Problem to work on | The required output is every entry, printed exactly as written.

Data in this exercise |
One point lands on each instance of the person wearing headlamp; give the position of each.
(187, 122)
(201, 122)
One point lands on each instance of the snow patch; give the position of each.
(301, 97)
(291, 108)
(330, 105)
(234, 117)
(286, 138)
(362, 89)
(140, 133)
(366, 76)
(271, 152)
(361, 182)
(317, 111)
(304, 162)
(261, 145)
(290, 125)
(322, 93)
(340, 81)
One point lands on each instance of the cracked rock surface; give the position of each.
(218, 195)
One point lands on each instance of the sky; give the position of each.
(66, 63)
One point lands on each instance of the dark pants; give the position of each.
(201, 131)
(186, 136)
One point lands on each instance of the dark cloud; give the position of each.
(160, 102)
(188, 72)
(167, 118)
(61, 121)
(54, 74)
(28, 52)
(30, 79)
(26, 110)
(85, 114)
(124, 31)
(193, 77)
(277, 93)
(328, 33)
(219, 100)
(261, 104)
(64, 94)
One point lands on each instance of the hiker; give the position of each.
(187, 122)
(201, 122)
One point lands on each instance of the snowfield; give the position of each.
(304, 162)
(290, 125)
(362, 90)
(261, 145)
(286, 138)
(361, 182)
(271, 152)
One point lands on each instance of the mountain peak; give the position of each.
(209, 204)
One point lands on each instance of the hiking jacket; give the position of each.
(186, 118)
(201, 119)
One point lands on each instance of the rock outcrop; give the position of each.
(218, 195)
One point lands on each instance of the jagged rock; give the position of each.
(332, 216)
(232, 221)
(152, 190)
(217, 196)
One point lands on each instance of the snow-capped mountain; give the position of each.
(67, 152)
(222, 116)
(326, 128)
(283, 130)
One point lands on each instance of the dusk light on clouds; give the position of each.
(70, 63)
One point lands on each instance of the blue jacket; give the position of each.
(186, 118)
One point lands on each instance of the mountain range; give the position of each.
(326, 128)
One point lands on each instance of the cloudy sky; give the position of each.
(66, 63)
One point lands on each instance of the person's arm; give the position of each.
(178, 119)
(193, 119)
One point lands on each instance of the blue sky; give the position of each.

Task solution |
One point lands on each instance of the person wearing headlamp; give the position of each.
(187, 122)
(201, 122)
One point lands on each instance of the snow patch; give the position of each.
(301, 97)
(291, 108)
(330, 105)
(234, 117)
(286, 138)
(362, 89)
(140, 133)
(366, 76)
(271, 152)
(361, 182)
(317, 111)
(304, 162)
(261, 145)
(290, 125)
(322, 93)
(340, 81)
One point lands on each instance of the cracked rock surface; give the position of each.
(218, 195)
One point lands on each instance of the sky; give the position of each.
(66, 63)
One point lands on each instance of the dark pants; give the position of each.
(201, 131)
(186, 136)
One point lands on each instance of the dark cloud; give the position of each.
(160, 102)
(188, 72)
(167, 118)
(61, 121)
(54, 74)
(28, 52)
(30, 79)
(26, 110)
(85, 114)
(124, 31)
(193, 77)
(277, 93)
(328, 33)
(219, 100)
(261, 104)
(64, 94)
One point lands on each instance of the hiker; give the position of each.
(187, 122)
(201, 122)
One point lands on each instance of the snowfield; give the position of each.
(304, 162)
(290, 125)
(362, 90)
(261, 145)
(286, 138)
(361, 182)
(271, 152)
One point lands on each instance of the mountain peak; give the position of each.
(209, 204)
One point lands on each instance of the hiking jacket; give the position of each.
(186, 118)
(201, 119)
One point lands on each instance of the rock outcrop; give the position of each.
(218, 195)
One point lands on each instance of the jagged rock; give the position of each.
(332, 216)
(232, 221)
(152, 190)
(217, 196)
One point lands on each instance of the snow-capped mountain; give the position of each.
(67, 152)
(222, 116)
(326, 128)
(283, 130)
One point lands on each instance of the dusk light on clouds; give the position of each.
(70, 63)
One point lands on each instance of the blue jacket; give the position of each.
(186, 118)
One point lands on each instance of the mountain range; give the position of each.
(326, 128)
One point lands on each instance of the cloudy sky; give the position of each.
(66, 63)
One point lands on each instance of the person's arm; give the position of each.
(178, 119)
(193, 119)
One point lands on each instance of the blue sky; give the position of each.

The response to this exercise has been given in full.